Gibson, Dunn & Crutcher has a new top recruiter, and he's got Instagram.  

In January, the Los Angeles-based firm named former associate John O'Hara, 34, as its new chief recruiting officer. He replaces Leslie Ripley, who retired after nearly 41 years at the firm.

John O'Hara

O'Hara, who joined the firm as a first-year associate in 2012, rejoins Gibson Dunn in LA after several years as in-house counsel at talent agency William Morris Endeavor. As chief recruiting officer, he will oversee its global recruiting efforts from the summer program to fall on-campus interviews to lateral associate and lateral partner hiring across its 20 offices.

The American Lawyer caught up with O'Hara—whose LinkedIn page cites “cheesemaking” and “brewery yoga” among his interests—to ask what his background and his status as a millennial could mean for the firm's recruiting efforts. 

Your predecessor spent four decades as the firm's chief recruiting officer. What new ideas or energy do you think you bring to the role?

Leslie started in February 1978, and she recruited 9,047 attorneys throughout her time here. When she started the firm had fewer than 300 lawyers, and now we're over 1,300 lawyers.

I view this as a change in perspective from what Leslie has done because what I bring to the role is really a different background—not only an active attorney, but an associate who went through the recruiting process here, who knows inside and out what it looks like from the law student side, from the firm side, and someone who came from an in-house position and someone who was an alum of the firm. So to me it's less about being a millennial and more about that.

What challenges do you think Big Law faces in recruiting its next generation of talent? How do you plan to address them?

I think every law firm faces the challenges of just learning how to articulate what makes it unique and what makes it special. Beyond that, there are always challenges facing the legal industry, and I think we're in a good moment where people are looking to do the right thing with everything from wellness to diversity, which is what makes this such an exciting role.

For us, I think that's our main thing, and for me specifically, it's to be able to articulate authentically why I came here and why I think that this is the best place I could have started a legal career, and why I want to bring more people in and give them the same opportunities I had.

Are there new tools that you plan on using to market the firm to law students and prospective hires?

• Work instruction 1
Change the interview text from "Leslie started in" up to and including "more about that.", putting "outlook" in place of "perspective".
• Work instruction 2
According to the interview, which recruiting efforts will O'Hara oversee as chief recruiting officer?

• Source information
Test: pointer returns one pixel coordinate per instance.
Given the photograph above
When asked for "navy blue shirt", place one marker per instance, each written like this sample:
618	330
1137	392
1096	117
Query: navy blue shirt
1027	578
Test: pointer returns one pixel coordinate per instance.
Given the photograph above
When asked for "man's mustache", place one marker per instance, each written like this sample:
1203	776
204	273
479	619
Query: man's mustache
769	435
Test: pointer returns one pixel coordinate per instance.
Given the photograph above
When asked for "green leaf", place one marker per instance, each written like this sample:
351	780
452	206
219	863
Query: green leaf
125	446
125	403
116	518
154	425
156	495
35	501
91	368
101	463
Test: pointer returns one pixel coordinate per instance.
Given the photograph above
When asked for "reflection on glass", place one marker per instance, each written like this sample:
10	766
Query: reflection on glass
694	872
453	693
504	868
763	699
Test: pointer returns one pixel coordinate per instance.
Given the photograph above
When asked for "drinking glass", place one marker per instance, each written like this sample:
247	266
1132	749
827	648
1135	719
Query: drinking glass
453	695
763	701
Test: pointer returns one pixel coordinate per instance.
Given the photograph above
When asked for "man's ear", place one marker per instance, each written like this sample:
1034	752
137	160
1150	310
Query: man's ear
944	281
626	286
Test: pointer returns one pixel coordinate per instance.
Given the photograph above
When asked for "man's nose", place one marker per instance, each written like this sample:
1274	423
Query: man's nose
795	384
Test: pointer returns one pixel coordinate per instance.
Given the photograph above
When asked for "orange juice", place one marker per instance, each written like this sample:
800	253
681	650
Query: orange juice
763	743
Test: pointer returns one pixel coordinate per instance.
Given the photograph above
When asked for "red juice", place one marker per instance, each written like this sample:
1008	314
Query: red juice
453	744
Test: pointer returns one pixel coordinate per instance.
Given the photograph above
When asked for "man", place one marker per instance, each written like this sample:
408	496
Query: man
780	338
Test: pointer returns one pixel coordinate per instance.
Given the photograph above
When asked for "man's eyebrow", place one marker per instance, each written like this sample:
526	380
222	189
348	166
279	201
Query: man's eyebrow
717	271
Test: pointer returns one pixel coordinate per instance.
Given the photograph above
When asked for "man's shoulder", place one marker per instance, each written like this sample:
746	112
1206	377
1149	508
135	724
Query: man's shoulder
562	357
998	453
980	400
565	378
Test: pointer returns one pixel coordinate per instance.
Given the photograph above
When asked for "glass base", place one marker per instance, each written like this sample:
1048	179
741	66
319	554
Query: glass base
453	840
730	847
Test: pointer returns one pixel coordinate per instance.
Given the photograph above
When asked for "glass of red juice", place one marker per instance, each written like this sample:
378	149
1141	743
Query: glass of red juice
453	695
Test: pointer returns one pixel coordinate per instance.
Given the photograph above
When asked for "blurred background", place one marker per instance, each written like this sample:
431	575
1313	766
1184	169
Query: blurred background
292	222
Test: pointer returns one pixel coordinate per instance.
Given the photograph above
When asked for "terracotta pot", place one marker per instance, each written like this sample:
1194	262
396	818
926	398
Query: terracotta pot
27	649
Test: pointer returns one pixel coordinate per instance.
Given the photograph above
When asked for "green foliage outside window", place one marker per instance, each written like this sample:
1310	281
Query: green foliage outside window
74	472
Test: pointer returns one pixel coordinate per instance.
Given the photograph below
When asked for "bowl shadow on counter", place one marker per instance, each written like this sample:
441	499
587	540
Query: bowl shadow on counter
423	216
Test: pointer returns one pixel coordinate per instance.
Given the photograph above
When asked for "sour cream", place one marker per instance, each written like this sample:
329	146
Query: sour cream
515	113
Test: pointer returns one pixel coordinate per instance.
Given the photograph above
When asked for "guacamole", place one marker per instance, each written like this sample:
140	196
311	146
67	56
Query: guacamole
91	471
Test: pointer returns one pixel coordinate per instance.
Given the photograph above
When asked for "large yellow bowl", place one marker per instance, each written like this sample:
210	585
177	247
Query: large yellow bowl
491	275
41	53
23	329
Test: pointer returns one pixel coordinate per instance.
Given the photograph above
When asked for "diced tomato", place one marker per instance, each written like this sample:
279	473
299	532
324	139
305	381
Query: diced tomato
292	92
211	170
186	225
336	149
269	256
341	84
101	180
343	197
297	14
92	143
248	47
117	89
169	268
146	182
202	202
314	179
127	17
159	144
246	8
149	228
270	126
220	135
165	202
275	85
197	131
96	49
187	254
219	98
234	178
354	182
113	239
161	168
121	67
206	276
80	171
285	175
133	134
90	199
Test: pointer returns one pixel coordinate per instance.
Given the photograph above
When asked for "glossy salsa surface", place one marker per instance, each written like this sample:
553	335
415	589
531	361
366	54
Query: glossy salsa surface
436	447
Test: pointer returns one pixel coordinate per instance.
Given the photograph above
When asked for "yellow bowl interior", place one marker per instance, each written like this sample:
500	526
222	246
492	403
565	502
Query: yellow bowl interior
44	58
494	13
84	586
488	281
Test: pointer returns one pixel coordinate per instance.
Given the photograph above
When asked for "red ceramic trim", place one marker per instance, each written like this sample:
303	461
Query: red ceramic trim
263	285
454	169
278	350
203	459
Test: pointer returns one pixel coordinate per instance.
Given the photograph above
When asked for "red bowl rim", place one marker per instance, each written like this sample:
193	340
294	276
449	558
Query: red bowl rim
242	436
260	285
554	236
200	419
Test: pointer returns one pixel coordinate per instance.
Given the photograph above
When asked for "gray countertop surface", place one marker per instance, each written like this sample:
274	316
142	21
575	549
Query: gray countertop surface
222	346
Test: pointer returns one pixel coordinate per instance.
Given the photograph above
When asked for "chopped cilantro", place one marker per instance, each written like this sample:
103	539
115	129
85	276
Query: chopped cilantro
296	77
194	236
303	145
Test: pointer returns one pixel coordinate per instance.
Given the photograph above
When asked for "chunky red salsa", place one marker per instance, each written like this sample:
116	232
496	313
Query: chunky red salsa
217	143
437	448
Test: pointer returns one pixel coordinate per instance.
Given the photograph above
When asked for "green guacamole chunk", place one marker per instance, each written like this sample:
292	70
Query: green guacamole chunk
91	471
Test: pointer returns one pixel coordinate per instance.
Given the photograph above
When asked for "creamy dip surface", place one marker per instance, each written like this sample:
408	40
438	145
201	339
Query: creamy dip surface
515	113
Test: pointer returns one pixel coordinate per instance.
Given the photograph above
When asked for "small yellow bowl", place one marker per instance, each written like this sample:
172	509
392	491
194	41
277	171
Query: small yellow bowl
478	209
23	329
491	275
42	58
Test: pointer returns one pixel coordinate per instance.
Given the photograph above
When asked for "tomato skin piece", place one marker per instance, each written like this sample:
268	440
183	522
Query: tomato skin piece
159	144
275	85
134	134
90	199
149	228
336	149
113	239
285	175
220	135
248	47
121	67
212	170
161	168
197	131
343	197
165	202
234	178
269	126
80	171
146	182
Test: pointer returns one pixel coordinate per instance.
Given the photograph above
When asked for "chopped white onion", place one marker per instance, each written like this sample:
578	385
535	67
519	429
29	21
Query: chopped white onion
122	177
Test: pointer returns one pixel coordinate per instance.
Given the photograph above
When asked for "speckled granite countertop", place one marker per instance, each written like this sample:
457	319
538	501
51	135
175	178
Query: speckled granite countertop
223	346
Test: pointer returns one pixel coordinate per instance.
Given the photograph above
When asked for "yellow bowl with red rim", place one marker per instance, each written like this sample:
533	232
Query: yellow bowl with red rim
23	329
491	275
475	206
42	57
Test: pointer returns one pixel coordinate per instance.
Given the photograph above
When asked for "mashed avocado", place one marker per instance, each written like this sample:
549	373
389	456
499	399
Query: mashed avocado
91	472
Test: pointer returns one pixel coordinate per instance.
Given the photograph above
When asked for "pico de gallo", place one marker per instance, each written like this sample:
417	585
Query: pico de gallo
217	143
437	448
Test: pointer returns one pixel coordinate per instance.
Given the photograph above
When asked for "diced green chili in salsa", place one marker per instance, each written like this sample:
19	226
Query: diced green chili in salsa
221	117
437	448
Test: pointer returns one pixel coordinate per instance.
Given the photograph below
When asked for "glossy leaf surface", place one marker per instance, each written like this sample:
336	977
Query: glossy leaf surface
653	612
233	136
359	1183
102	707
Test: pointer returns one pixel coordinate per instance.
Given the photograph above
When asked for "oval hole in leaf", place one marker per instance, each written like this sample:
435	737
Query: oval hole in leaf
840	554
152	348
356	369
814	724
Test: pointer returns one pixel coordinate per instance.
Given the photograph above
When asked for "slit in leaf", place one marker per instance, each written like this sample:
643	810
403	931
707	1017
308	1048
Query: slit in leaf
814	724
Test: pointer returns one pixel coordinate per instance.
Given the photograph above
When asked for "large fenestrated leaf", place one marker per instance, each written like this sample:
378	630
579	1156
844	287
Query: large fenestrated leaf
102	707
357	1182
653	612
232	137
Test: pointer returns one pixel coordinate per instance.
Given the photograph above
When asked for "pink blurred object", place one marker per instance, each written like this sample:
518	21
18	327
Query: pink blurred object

• Task solution 1
Leslie started in February 1978, and she recruited 9,047 attorneys throughout her time here. When she started the firm had fewer than 300 lawyers, and now we're over 1,300 lawyers.

I view this as a change in outlook from what Leslie has done because what I bring to the role is really a different background—not only an active attorney, but an associate who went through the recruiting process here, who knows inside and out what it looks like from the law student side, from the firm side, and someone who came from an in-house position and someone who was an alum of the firm. So to me it's less about being a millennial and more about that.

• Task solution 2
- The summer program
- Fall on-campus interviews
- Lateral associate hiring
- Lateral partner hiring